(A run of records)
····················
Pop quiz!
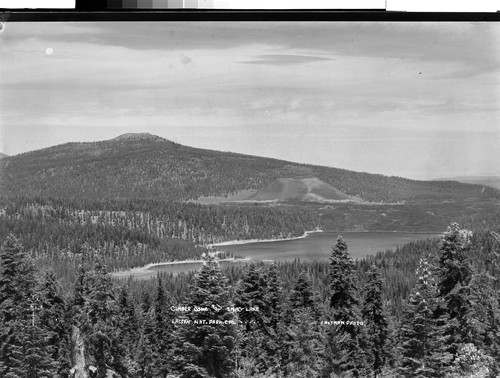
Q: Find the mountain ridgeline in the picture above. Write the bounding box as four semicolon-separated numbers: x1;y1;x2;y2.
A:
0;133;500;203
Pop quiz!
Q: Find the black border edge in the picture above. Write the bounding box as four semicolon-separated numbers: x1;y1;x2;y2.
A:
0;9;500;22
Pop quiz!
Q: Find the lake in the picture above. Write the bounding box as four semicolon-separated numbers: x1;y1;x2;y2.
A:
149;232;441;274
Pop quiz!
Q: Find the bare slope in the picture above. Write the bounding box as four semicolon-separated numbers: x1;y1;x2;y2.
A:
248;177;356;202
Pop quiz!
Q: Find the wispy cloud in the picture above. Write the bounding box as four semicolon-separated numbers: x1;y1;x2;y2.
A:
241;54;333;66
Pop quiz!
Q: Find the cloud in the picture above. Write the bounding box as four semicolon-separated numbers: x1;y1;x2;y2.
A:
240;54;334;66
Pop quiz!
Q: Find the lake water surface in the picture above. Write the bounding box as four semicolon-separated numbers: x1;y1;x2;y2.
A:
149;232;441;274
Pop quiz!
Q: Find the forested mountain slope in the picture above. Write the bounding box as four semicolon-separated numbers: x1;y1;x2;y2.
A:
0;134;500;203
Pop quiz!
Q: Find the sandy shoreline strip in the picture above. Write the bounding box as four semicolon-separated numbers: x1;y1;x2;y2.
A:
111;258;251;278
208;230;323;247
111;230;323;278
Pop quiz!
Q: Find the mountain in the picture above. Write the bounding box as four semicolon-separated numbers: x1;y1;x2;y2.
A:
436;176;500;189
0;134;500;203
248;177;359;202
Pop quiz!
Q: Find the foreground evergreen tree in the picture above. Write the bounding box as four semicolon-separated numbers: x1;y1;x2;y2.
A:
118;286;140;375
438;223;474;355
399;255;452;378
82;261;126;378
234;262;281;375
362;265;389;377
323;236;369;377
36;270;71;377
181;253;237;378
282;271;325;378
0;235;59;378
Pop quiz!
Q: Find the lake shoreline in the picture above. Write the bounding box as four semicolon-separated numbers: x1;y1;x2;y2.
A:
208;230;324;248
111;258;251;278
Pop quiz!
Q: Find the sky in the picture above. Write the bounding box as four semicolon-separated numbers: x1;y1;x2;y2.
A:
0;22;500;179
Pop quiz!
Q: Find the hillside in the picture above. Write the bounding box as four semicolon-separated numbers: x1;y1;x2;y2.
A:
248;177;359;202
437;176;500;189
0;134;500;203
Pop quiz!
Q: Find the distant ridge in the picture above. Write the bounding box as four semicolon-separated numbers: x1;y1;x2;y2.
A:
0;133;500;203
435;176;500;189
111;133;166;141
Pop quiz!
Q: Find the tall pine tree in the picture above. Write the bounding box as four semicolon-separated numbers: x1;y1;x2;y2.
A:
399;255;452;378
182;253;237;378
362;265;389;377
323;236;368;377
····················
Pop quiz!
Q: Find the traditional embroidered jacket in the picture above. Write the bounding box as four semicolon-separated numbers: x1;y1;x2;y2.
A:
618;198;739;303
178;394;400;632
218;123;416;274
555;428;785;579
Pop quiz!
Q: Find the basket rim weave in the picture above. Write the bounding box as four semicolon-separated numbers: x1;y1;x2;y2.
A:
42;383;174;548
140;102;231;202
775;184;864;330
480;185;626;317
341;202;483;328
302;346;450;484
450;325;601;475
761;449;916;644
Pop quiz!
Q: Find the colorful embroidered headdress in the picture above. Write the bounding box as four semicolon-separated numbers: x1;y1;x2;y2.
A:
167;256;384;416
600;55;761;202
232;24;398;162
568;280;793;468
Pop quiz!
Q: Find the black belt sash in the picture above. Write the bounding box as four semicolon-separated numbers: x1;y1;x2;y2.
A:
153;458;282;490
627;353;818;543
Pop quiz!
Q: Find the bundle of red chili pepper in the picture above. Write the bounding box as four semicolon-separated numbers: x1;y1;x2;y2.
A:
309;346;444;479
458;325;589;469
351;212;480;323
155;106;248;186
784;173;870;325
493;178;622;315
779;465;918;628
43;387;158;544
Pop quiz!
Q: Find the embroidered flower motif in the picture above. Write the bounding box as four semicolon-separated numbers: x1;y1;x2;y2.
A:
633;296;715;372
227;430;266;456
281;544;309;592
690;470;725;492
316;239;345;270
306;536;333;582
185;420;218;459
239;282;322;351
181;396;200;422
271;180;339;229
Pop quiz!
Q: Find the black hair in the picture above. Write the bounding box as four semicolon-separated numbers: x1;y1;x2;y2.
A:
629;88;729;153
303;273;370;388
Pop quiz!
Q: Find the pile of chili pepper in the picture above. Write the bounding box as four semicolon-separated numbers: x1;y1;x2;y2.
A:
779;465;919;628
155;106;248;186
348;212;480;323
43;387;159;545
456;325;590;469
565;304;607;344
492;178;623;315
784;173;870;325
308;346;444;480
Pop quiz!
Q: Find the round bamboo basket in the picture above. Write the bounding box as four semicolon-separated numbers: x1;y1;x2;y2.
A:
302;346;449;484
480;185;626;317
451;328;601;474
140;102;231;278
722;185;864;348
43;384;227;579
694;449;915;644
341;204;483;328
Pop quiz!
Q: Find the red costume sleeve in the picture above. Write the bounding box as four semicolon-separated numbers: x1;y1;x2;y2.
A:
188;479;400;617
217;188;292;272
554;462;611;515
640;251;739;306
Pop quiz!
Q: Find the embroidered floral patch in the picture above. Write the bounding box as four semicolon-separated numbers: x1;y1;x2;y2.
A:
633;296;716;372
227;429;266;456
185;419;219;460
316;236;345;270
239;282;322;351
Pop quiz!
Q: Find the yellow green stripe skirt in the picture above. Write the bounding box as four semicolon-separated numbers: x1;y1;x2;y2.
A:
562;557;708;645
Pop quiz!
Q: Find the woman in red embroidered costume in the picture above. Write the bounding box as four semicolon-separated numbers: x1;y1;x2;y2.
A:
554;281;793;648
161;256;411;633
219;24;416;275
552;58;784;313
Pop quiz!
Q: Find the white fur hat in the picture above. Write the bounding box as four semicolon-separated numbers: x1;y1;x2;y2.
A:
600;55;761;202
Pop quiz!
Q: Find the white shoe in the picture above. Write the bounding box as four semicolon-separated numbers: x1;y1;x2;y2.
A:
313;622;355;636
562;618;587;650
····················
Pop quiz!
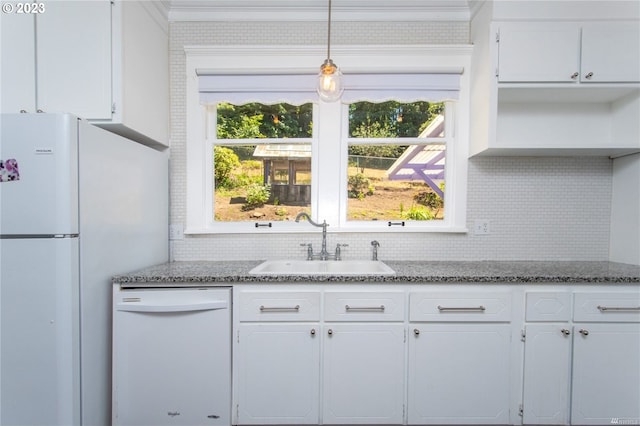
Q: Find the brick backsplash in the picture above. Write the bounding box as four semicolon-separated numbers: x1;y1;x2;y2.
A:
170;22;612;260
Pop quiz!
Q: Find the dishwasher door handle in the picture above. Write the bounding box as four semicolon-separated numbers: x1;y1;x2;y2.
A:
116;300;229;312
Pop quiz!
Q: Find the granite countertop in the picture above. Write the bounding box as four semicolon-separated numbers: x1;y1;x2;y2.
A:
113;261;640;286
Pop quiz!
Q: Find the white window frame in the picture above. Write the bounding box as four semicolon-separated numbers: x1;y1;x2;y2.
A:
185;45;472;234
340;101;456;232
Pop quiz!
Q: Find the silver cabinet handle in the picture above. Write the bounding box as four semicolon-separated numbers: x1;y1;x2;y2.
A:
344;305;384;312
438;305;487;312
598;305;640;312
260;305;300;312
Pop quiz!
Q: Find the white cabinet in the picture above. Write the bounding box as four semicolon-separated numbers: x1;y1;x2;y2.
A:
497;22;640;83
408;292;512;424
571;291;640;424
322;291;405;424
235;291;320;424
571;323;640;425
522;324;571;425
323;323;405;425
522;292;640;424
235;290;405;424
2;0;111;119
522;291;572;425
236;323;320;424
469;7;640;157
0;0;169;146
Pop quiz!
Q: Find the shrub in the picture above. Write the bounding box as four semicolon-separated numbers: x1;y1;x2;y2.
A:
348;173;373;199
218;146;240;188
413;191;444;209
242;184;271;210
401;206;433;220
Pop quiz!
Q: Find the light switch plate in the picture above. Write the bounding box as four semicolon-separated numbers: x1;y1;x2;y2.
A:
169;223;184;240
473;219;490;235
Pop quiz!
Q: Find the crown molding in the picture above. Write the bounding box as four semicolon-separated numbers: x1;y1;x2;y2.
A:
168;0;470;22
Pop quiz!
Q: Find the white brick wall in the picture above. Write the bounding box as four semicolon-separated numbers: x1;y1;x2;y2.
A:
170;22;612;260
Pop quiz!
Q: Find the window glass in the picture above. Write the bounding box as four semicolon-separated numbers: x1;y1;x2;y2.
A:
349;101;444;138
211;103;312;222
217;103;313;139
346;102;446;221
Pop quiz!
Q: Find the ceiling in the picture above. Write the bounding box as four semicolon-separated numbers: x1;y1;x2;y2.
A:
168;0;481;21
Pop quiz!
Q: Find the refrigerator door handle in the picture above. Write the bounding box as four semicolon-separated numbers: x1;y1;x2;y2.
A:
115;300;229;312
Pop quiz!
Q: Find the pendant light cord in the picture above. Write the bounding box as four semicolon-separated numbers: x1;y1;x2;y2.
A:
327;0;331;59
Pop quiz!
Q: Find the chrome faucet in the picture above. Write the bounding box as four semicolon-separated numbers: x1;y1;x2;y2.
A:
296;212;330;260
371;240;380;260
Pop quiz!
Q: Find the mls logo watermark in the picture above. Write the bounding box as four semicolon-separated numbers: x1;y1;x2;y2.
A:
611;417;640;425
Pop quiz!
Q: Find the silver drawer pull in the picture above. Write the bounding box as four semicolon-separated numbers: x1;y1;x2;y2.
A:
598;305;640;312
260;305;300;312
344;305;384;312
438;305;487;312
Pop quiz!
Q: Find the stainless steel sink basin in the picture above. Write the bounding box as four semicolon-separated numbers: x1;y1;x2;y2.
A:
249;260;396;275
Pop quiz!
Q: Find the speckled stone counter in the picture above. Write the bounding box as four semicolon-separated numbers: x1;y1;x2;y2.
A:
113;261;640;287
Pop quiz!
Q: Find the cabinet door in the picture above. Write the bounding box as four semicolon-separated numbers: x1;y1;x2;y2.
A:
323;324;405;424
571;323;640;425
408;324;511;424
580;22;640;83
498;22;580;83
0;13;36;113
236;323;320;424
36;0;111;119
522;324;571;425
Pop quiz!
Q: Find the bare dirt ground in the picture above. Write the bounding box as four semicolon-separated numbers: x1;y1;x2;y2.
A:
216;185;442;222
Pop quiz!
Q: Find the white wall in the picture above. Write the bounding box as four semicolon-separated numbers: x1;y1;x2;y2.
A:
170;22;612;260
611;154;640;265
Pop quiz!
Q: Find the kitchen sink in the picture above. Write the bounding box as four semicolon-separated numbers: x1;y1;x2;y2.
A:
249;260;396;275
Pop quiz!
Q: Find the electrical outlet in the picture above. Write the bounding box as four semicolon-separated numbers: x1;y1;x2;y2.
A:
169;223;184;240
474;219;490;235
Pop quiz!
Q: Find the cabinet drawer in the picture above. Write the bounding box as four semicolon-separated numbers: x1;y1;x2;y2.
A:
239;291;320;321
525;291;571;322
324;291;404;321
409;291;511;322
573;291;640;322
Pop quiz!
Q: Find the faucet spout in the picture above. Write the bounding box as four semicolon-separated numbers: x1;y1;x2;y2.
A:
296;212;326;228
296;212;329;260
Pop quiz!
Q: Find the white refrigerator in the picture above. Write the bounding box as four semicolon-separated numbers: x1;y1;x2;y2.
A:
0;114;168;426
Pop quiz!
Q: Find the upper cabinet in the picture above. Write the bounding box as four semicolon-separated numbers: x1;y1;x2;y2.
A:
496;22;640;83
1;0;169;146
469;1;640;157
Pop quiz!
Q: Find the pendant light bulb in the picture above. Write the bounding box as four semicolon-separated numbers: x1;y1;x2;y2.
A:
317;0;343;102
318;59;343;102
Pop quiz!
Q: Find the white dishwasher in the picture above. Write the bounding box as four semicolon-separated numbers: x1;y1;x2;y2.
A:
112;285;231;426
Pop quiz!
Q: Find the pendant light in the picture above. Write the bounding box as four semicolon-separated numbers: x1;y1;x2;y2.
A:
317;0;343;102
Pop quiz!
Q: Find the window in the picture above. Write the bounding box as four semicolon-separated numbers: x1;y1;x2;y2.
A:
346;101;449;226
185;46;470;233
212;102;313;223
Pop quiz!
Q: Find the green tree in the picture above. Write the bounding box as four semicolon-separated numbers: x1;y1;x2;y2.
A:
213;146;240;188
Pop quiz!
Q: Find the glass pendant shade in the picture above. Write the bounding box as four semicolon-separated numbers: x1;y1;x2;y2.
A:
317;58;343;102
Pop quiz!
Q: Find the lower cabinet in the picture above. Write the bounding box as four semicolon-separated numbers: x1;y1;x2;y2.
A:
····················
Collect every line of the records above that contains the word "slope", and copy each one in full.

TASK OUTPUT –
Q: Find the bare slope in the picture above. Write the bounding box as four semicolon-separated numbers: x1;y1;x2;y2.
Q: Find the forested mountain slope in the picture above. Write the bounding box as four semicolon-separated numbers: x1;y1;x2;y2.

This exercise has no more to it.